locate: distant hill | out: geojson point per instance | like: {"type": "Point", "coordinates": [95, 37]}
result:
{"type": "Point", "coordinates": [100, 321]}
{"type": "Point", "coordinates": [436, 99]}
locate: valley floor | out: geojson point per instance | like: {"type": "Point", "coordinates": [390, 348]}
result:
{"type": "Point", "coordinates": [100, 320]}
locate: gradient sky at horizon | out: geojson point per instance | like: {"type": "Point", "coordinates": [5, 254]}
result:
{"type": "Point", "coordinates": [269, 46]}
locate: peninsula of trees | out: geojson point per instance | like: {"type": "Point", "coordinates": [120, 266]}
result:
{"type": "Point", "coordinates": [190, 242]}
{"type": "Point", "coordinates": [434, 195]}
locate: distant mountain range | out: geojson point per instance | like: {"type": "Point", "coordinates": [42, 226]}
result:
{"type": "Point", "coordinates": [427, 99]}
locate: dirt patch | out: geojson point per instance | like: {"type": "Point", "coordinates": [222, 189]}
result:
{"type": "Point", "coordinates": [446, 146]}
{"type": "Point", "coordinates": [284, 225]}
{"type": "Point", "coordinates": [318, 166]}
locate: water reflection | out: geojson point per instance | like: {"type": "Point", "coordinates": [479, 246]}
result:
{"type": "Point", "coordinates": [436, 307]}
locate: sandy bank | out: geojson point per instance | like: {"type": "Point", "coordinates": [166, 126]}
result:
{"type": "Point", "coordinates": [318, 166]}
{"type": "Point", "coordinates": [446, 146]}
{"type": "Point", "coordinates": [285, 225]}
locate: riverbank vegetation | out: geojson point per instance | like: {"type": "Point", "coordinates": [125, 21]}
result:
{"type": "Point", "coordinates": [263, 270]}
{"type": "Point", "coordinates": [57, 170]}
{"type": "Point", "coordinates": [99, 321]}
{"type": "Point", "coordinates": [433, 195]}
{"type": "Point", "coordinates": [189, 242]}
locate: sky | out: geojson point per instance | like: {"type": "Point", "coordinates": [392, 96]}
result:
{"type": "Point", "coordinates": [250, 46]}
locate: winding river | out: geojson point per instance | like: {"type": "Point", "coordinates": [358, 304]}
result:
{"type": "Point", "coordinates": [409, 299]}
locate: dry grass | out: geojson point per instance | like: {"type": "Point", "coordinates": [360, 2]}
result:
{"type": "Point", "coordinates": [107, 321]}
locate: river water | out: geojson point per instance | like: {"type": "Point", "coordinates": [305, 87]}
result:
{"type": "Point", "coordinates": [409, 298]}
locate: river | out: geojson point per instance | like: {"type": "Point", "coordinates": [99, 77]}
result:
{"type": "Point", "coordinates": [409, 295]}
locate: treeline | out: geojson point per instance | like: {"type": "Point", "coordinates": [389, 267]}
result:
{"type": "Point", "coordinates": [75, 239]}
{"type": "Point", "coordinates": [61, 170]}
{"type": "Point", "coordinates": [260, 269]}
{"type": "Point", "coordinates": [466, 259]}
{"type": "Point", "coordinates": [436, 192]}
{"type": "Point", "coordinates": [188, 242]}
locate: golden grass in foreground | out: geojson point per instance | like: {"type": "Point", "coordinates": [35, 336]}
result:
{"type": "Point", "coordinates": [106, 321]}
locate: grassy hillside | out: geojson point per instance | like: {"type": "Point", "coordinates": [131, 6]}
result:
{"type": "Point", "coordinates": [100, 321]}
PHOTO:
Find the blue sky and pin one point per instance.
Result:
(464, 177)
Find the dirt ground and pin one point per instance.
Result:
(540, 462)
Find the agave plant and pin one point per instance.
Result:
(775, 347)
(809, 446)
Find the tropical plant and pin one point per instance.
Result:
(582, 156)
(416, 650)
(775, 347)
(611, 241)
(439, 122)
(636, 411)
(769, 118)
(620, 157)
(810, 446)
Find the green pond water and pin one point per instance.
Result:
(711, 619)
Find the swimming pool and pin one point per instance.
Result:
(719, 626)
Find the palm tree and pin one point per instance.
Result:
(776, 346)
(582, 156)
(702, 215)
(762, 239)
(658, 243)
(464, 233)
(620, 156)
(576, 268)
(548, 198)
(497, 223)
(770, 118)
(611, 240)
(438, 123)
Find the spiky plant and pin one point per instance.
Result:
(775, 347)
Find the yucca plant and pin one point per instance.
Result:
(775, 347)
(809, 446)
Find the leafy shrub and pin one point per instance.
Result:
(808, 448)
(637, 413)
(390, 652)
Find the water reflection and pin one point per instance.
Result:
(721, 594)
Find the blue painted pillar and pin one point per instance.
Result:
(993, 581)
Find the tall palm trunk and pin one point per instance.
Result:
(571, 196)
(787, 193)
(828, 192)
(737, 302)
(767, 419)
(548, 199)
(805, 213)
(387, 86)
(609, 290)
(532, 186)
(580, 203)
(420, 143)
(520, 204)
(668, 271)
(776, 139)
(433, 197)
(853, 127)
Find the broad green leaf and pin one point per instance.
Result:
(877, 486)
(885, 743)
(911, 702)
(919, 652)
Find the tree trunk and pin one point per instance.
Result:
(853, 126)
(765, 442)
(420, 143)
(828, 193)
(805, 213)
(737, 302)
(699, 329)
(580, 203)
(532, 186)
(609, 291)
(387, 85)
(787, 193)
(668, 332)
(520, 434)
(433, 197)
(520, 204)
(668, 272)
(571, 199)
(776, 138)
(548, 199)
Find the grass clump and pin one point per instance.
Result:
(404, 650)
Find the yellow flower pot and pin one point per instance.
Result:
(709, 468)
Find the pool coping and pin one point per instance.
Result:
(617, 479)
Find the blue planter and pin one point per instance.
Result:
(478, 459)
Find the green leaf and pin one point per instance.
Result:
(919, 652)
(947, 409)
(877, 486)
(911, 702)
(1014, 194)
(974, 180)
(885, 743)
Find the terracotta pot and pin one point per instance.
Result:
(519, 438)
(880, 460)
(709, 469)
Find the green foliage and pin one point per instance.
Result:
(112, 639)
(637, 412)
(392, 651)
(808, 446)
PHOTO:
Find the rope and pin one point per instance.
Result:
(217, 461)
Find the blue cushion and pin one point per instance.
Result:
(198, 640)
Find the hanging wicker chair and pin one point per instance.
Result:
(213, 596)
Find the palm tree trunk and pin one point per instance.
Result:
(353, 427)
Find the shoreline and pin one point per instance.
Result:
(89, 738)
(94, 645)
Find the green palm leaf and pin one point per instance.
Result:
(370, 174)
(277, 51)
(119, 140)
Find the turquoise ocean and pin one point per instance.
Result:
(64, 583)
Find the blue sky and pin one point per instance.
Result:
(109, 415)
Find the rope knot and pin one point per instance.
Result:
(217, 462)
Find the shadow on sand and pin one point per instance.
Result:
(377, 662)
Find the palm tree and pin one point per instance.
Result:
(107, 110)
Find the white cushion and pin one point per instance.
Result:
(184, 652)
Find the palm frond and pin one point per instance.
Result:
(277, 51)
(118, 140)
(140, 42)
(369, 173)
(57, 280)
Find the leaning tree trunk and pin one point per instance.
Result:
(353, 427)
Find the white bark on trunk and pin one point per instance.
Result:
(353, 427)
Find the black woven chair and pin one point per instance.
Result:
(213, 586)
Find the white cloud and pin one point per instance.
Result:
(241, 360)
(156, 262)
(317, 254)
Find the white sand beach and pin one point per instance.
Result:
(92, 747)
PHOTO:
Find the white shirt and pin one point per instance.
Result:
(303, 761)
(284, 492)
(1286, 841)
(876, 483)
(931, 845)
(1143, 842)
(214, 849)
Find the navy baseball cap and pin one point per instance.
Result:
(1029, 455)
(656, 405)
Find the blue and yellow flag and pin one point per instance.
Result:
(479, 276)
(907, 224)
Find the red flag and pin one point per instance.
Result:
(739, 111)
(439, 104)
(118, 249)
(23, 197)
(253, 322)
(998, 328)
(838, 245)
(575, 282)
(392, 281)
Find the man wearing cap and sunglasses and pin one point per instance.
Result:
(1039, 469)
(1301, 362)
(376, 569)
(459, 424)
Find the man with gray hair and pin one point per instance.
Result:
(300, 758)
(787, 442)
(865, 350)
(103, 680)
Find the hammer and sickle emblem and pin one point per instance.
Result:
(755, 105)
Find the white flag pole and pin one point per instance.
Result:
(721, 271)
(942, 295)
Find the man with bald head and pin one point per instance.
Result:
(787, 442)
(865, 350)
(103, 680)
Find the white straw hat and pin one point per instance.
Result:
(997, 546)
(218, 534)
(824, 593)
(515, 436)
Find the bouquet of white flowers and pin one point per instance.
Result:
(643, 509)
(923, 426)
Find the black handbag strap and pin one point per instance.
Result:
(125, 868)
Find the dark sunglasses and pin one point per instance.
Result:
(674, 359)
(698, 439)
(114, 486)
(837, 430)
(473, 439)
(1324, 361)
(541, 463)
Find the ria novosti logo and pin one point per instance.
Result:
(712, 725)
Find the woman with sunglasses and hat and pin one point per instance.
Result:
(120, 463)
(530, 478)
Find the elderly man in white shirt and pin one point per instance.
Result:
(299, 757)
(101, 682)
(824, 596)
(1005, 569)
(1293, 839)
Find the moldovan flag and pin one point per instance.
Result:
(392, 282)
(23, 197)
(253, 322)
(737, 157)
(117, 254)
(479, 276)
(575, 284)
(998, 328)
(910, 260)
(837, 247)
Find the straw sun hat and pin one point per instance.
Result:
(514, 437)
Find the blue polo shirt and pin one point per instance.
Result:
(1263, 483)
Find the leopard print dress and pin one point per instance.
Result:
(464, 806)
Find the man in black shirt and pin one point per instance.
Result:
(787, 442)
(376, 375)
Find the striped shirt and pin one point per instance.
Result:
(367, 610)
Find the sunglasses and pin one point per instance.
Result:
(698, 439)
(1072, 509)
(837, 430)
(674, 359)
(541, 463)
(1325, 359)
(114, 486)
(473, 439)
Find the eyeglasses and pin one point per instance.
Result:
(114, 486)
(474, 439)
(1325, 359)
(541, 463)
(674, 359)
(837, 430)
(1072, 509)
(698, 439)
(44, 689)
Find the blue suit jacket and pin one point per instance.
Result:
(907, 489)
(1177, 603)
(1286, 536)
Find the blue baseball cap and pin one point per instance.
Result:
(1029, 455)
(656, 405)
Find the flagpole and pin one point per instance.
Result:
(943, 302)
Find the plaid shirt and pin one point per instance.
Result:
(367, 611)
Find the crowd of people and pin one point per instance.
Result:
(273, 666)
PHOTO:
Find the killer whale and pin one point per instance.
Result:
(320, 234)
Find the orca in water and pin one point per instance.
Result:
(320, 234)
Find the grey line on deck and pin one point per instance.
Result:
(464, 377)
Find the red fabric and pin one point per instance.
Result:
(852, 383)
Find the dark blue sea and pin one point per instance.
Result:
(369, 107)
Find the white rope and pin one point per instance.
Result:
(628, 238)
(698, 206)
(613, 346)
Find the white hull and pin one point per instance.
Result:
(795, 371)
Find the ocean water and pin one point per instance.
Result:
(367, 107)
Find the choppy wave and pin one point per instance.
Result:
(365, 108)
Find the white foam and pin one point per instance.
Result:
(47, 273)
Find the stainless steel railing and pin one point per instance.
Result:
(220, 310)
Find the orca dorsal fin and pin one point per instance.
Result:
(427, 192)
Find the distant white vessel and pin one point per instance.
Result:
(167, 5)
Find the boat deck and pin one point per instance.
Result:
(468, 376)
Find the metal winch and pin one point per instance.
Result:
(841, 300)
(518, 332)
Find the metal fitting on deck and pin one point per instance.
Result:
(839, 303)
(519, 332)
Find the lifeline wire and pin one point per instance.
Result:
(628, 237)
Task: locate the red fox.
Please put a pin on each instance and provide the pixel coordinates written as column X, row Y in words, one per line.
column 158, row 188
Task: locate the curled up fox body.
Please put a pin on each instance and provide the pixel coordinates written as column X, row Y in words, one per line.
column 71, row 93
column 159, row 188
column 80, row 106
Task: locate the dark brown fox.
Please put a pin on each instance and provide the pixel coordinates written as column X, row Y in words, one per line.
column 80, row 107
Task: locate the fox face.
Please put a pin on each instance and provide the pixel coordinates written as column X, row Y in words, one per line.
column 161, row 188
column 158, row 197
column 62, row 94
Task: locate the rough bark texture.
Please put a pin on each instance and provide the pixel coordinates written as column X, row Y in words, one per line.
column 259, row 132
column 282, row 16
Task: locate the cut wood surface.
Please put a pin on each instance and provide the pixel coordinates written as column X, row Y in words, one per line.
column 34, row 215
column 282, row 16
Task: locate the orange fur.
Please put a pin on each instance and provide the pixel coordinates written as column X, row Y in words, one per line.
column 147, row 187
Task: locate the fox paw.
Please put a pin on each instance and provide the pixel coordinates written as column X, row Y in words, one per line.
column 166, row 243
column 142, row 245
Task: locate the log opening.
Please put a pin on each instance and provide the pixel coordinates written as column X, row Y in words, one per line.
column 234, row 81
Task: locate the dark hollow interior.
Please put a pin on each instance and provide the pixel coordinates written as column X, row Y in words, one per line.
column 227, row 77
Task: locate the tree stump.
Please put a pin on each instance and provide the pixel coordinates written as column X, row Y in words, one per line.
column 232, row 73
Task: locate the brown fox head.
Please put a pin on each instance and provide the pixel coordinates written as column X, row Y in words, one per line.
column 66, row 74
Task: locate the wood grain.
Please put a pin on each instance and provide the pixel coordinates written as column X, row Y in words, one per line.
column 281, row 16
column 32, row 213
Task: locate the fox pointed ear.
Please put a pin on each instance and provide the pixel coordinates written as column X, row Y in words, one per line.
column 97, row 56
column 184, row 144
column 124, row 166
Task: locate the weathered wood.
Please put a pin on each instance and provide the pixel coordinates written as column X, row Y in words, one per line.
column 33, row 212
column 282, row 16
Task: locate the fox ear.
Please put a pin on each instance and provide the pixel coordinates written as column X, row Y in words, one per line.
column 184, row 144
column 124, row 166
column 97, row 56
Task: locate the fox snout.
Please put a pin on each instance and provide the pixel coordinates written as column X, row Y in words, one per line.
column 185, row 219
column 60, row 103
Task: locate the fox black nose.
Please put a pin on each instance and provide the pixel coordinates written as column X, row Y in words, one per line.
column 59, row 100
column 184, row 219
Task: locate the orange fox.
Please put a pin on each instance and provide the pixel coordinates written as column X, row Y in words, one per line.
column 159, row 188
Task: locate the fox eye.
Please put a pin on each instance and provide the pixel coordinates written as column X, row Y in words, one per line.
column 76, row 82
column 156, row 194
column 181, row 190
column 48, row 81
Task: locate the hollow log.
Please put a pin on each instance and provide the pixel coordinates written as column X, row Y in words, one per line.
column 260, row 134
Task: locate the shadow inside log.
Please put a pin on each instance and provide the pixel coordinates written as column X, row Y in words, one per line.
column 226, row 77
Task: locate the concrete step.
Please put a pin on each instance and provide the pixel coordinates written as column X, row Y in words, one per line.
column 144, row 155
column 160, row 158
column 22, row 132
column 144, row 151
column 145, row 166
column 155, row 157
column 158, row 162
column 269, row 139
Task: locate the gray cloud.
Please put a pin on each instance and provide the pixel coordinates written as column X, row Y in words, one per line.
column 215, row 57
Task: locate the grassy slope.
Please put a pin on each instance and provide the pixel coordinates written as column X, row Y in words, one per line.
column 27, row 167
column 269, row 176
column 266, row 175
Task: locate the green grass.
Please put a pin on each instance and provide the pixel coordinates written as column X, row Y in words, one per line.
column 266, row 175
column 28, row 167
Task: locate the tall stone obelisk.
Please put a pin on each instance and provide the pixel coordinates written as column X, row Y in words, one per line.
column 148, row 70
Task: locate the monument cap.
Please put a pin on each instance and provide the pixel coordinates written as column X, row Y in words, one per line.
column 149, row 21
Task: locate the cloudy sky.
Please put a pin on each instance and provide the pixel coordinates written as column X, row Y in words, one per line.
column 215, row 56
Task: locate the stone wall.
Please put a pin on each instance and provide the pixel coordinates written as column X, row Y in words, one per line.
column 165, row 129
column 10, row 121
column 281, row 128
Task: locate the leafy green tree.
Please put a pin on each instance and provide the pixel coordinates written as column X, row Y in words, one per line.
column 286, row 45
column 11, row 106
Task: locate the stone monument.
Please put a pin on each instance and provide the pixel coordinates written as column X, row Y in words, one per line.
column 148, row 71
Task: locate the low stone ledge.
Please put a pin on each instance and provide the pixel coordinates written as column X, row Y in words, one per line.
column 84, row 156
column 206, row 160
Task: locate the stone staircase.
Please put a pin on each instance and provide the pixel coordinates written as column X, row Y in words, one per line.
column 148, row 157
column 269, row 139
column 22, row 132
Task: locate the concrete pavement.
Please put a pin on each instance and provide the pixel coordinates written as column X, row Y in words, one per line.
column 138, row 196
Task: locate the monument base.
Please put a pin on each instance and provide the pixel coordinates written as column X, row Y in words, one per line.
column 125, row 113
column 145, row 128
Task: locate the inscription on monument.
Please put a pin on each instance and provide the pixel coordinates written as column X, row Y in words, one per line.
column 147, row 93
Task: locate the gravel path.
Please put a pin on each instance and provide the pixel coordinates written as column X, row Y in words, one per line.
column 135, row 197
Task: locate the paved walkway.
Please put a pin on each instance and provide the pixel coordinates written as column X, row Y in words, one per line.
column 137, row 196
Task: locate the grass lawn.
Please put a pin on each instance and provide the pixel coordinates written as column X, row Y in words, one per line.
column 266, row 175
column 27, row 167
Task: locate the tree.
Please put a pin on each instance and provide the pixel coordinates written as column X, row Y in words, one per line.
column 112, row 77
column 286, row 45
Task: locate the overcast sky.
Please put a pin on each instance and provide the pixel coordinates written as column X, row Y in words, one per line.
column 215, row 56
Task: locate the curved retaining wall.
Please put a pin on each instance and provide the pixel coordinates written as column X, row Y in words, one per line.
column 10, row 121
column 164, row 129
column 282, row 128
○ ○ ○ ○ ○ ○ ○
PROBLEM TO WORK ON: Please set down word for word the lines of the listing above, starting at the line that contains "Find the blue baseball" and stopping after the line that contains "column 158, row 188".

RESPONSE FOR THIS EXERCISE:
Find the blue baseball cap and pin one point per instance.
Result:
(1029, 455)
(656, 405)
Find the flagpole and pin one point per instance.
Result:
(943, 302)
Find the plaid shirt and pin one point per instance.
Result:
(367, 611)
Find the crowd of people and pin one point per instance.
Result:
(273, 666)
PHOTO:
Find the killer whale and pin one point per instance.
Result:
(320, 234)
Find the orca in water and pin one point per instance.
Result:
(320, 234)
Find the grey line on deck and pin one point per instance.
Result:
(464, 377)
Find the red fabric and pin one point per instance.
Result:
(852, 383)
Find the dark blue sea and pin one point per instance.
Result:
(369, 107)
Find the white rope and pin one point per instance.
Result:
(628, 238)
(698, 206)
(613, 346)
Find the white hull and pin one point per instance.
Result:
(795, 371)
Find the ocean water and pin one point per instance.
Result:
(367, 107)
Find the choppy wave and pin one point per instance.
Result:
(365, 108)
Find the white foam and pin one point per instance.
Result:
(47, 273)
Find the stainless steel railing and pin one point per instance.
Result:
(220, 310)
Find the orca dorsal fin and pin one point per instance.
Result:
(427, 192)
Find the distant white vessel and pin one point per instance.
Result:
(167, 5)
Find the boat deck and pin one point per instance.
Result:
(468, 376)
Find the metal winch and pin one point per instance.
Result:
(841, 300)
(518, 332)
Find the metal fitting on deck and pin one point per instance.
Result:
(839, 303)
(519, 332)
Find the lifeline wire and pin one point per instance.
Result:
(628, 237)
Task: locate the red fox.
Please put a pin on each instance and provide the pixel coordinates written as column X, row Y in words, one per line.
column 158, row 188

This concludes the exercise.